┌────────

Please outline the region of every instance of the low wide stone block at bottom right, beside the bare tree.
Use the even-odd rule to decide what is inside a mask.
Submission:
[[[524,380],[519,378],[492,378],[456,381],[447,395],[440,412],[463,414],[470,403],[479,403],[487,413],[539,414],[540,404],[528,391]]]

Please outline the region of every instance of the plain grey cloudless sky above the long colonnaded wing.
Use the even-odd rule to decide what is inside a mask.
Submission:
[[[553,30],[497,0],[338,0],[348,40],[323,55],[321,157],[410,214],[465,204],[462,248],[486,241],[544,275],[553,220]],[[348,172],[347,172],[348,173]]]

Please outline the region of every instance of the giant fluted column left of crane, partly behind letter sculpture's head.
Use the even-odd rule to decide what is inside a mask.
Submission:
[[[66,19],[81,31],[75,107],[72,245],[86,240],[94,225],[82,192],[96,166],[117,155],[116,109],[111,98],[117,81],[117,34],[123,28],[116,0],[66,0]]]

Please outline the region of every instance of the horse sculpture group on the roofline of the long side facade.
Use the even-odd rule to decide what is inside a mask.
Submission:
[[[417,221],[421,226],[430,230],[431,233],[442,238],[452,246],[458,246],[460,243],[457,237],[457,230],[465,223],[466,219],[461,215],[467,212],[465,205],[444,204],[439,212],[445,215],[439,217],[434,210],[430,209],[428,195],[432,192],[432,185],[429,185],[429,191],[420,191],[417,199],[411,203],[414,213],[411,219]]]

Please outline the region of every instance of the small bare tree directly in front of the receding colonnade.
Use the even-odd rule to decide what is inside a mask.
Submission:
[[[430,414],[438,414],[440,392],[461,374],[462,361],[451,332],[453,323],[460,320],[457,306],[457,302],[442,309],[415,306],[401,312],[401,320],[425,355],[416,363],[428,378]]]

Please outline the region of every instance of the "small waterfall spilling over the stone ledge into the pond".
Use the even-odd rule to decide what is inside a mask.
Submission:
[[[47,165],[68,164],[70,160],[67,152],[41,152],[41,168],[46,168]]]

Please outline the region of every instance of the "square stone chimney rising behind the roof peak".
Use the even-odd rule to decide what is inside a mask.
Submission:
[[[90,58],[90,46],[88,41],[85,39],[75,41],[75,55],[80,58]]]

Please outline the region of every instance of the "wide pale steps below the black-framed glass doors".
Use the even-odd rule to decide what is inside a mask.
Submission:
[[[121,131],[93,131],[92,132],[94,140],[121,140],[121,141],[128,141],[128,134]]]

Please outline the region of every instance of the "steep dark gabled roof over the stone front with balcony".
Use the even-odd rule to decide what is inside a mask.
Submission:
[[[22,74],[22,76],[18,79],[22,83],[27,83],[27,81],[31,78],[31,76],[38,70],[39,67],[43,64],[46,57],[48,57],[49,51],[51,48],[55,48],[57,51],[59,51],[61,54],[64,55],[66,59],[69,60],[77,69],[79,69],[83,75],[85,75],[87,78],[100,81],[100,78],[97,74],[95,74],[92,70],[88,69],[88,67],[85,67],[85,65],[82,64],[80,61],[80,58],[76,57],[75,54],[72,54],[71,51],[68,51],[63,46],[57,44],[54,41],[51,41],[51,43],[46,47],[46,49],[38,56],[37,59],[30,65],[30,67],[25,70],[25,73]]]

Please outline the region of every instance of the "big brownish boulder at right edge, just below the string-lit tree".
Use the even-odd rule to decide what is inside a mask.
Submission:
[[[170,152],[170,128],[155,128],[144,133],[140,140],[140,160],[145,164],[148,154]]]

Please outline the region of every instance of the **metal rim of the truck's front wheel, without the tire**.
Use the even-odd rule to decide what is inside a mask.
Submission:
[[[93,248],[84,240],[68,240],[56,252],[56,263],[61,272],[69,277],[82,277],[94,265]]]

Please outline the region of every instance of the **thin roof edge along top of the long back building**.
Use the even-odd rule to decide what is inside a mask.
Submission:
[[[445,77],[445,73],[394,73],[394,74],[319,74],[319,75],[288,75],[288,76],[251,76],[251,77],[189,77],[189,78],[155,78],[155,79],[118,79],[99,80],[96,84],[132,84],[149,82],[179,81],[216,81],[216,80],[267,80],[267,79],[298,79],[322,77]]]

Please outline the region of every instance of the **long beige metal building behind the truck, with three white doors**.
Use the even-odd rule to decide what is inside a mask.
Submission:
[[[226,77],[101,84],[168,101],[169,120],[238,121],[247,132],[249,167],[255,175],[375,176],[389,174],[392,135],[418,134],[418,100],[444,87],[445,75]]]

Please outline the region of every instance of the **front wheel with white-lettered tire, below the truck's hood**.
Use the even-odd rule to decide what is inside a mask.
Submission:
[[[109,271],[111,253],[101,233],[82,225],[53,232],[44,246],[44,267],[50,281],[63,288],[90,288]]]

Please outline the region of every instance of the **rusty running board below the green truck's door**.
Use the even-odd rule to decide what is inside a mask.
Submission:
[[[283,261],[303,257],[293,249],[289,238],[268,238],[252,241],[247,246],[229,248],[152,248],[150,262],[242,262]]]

└────────
┌────────

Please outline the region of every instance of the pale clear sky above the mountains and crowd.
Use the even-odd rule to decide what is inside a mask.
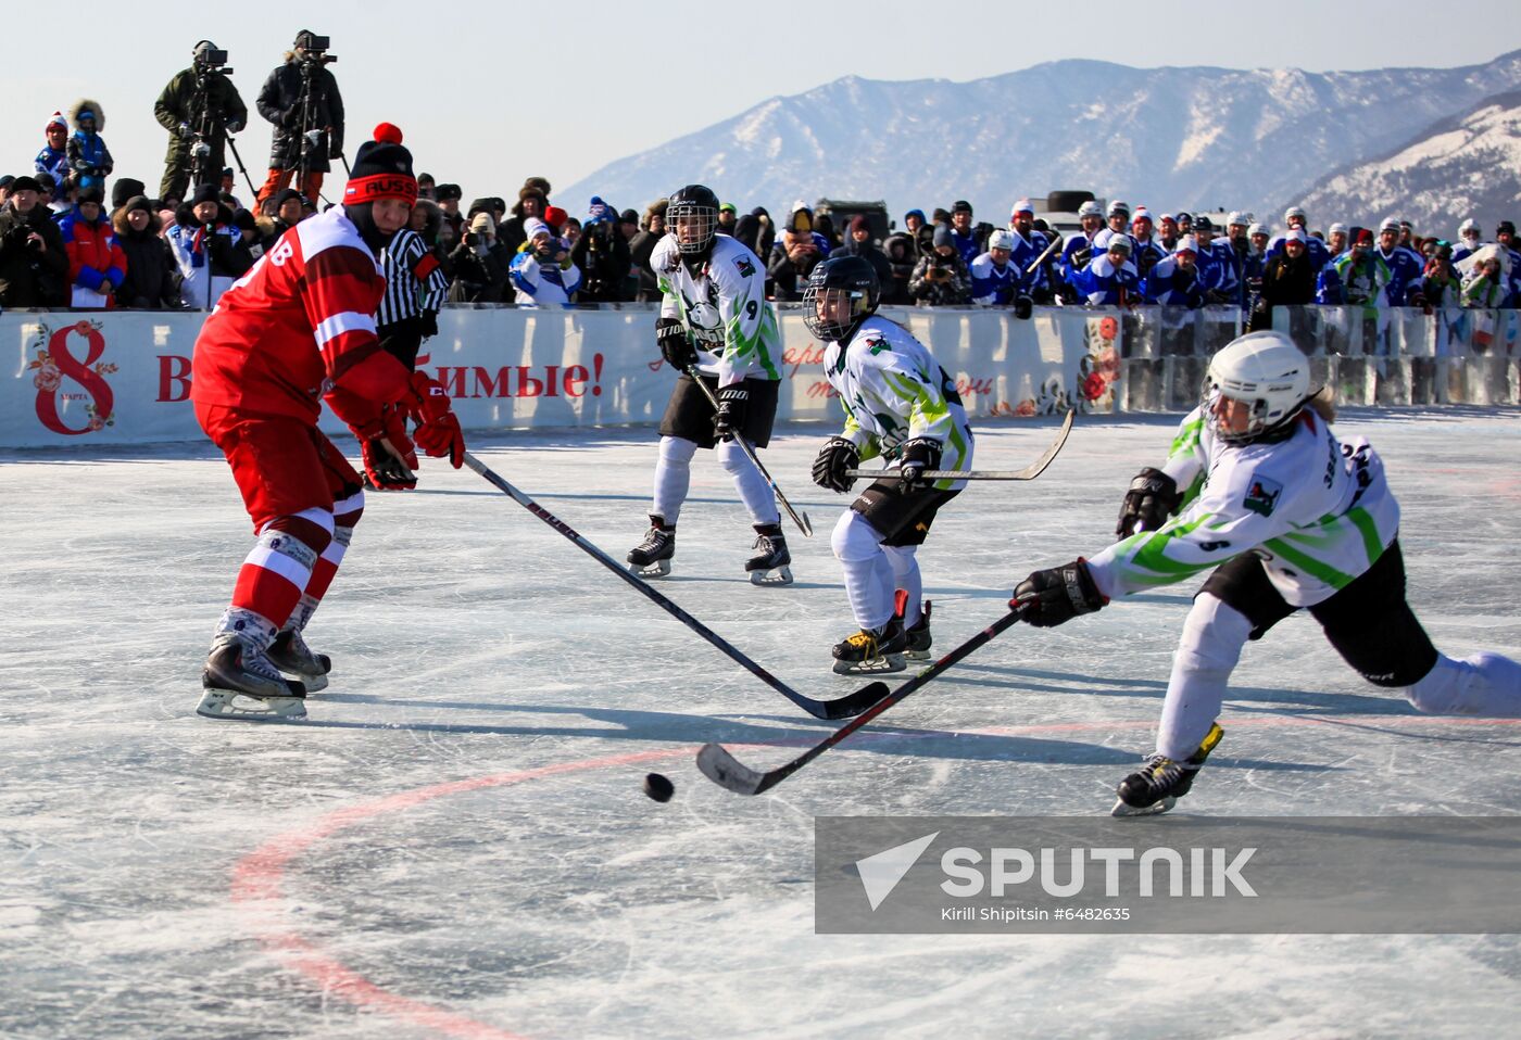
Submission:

└────────

__WHAT TO WORK ON__
What lines in the listing include the string "small"? Copy them out.

__EXERCISE RESULT__
Please outline the region of every instance of the small bare tree directly in front of the receding colonnade.
Please outline the region of every instance of the "small waterfall spilling over the stone ledge into the pond".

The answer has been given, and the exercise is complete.